From the listing below, copy out every line where the word "water" appears.

======

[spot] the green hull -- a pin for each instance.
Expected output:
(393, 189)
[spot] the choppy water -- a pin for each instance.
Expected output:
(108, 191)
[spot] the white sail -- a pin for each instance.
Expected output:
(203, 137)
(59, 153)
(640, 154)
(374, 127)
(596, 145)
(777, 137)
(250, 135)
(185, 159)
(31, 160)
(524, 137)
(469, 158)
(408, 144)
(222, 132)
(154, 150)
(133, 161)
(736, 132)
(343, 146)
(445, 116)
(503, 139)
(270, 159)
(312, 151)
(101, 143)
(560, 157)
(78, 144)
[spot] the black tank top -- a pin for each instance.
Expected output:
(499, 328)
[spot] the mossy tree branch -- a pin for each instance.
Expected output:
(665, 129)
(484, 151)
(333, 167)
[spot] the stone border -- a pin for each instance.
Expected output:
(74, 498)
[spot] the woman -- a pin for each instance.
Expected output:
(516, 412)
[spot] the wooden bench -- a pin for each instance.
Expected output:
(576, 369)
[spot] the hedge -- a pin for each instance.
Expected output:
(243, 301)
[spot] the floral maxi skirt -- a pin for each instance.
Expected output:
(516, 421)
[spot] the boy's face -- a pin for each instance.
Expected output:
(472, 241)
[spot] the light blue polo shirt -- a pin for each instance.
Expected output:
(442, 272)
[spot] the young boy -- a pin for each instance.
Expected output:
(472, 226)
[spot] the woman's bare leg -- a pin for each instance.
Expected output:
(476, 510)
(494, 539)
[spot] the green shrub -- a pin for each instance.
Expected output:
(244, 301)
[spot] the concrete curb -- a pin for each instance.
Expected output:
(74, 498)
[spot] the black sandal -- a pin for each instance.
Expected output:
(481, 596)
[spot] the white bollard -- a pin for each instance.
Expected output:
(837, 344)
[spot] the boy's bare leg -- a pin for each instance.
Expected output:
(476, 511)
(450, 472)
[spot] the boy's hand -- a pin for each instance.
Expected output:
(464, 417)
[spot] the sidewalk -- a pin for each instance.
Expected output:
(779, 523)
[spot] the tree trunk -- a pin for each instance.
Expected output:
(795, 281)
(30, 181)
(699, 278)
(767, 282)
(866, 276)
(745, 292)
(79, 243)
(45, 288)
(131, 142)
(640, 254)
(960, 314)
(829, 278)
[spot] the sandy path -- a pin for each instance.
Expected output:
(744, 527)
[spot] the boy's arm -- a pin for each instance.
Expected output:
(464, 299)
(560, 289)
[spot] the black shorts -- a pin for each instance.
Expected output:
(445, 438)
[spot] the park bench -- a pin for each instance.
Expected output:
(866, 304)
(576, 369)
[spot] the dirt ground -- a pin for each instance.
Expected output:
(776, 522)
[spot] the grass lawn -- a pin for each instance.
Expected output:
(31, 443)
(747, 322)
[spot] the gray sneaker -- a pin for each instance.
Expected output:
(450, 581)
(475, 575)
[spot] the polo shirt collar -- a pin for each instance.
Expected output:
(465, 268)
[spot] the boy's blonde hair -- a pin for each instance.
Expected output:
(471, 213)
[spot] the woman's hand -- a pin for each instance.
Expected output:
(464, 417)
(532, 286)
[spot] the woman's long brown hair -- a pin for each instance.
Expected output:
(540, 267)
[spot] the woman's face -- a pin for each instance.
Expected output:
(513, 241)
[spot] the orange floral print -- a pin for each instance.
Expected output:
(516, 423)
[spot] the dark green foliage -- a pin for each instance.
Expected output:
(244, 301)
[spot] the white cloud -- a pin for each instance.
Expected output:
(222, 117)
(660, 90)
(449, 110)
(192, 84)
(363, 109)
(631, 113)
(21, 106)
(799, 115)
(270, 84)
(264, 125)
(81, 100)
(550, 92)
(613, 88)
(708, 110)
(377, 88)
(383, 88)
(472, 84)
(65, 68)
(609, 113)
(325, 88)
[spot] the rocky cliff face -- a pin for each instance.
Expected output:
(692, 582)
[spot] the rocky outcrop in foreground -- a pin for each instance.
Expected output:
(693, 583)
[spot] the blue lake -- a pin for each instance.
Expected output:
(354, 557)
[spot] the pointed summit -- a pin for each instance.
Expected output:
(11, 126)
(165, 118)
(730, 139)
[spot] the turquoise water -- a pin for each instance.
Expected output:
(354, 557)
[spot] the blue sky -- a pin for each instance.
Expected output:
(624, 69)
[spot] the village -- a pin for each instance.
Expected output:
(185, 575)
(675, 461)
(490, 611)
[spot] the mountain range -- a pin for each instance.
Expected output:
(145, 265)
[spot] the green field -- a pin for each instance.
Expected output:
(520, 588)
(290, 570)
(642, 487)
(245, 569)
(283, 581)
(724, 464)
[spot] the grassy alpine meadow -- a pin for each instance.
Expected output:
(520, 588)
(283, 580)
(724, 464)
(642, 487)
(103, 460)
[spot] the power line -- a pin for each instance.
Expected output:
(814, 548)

======

ANSWER TO THIS EXERCISE:
[spot] the choppy water -- a pin for each instance.
[spot] the turquoise water -- a pin for each instance.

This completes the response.